> _TASK TO CARRY OUT_: Please arrange every line of the material below as a JSON list of strings, one string per line, with blank lines omitted. Leave the pictures out.

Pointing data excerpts
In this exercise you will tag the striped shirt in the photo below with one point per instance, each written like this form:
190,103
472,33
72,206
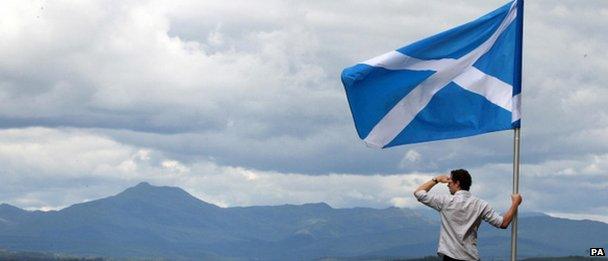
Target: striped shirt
461,215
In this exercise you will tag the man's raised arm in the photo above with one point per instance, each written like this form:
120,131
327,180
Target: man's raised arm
426,186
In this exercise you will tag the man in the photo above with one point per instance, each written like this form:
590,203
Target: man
461,215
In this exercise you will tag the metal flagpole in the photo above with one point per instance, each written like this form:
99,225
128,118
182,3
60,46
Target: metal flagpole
515,191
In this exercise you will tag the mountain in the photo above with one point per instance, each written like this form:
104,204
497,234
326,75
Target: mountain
167,222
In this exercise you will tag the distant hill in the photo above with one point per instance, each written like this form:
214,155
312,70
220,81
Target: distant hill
167,222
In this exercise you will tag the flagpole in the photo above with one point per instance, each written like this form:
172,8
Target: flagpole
515,191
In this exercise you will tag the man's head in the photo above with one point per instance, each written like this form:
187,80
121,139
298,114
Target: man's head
460,179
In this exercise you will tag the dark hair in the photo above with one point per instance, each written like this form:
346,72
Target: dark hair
463,177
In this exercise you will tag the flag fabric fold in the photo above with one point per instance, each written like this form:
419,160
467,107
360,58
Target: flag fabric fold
461,82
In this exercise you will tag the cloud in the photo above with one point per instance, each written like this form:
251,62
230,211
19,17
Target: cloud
53,168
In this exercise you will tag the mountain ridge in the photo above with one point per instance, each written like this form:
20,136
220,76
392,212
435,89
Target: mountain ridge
161,221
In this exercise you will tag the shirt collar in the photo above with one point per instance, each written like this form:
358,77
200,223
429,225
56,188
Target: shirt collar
463,192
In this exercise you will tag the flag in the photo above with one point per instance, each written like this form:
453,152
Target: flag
461,82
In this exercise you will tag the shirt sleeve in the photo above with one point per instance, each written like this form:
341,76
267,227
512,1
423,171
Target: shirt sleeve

> _SOLUTION FOR THIS EXERCISE_:
[
  "In this exercise you will tag the striped shirt in the photo below with one point per instance, each written like this form:",
  "190,103",
  "472,33",
  "72,206",
  "Target: striped shirt",
  "461,215",
  "In this exercise you will tag the man's raised arm in the photo above with one point per instance, each written like this form:",
  "120,131",
  "327,180",
  "Target: man's raised arm",
  "426,186",
  "In this exercise you will tag the man in the photo above with one point per instance, each written like this form:",
  "590,203",
  "Target: man",
  "461,215",
  "In this exercise you will tag the metal flagpole in the photo above with one point per instance, each written like this form:",
  "99,225",
  "128,118",
  "182,3",
  "60,46",
  "Target: metal flagpole",
  "515,191",
  "In this exercise you will tag the mountain in the photo above with one point per instance, each written like this form:",
  "104,204",
  "497,234",
  "326,75",
  "Target: mountain",
  "167,222",
  "In this exercise you will tag the distant hill in the photo above with one point per instance, each written like this form:",
  "214,155",
  "312,70",
  "220,81",
  "Target: distant hill",
  "167,222",
  "In this exercise you will tag the flagpole in the photo above with one point per instance, each written like this form:",
  "172,8",
  "Target: flagpole",
  "515,191",
  "In this exercise you will tag the man's head in the photo above with one point per instance, each written like this form:",
  "187,80",
  "121,139",
  "298,114",
  "Target: man's head",
  "460,179",
  "In this exercise you will tag the dark hair in the photo above with one point per instance, each written like this form:",
  "346,72",
  "Target: dark hair",
  "463,177",
  "In this exercise you will tag the flag fabric fold in the photo above with one point per instance, each written like this form:",
  "419,160",
  "467,107",
  "360,58",
  "Target: flag fabric fold",
  "461,82",
  "In this exercise you will tag the cloud in the photo above with one point per instance, each written like this form:",
  "251,62",
  "230,211",
  "19,17",
  "Target: cloud",
  "53,168",
  "In this exercise you will tag the mountain ridge in the photo above with one point per instance, each written like this form:",
  "20,136",
  "220,76",
  "392,212",
  "435,89",
  "Target: mountain ridge",
  "161,221",
  "In this exercise you will tag the shirt collar in the photo above with one point per instance, each written like this form:",
  "358,77",
  "200,223",
  "429,225",
  "56,188",
  "Target: shirt collar",
  "463,192",
  "In this exercise you will tag the flag in the photo above with one point per instance, each written like this form:",
  "453,152",
  "Target: flag",
  "461,82",
  "In this exercise you will tag the shirt sleeve in the photo above with one point per instance, each written like this form:",
  "341,76",
  "267,227",
  "512,1",
  "423,171",
  "Target: shirt sleeve"
]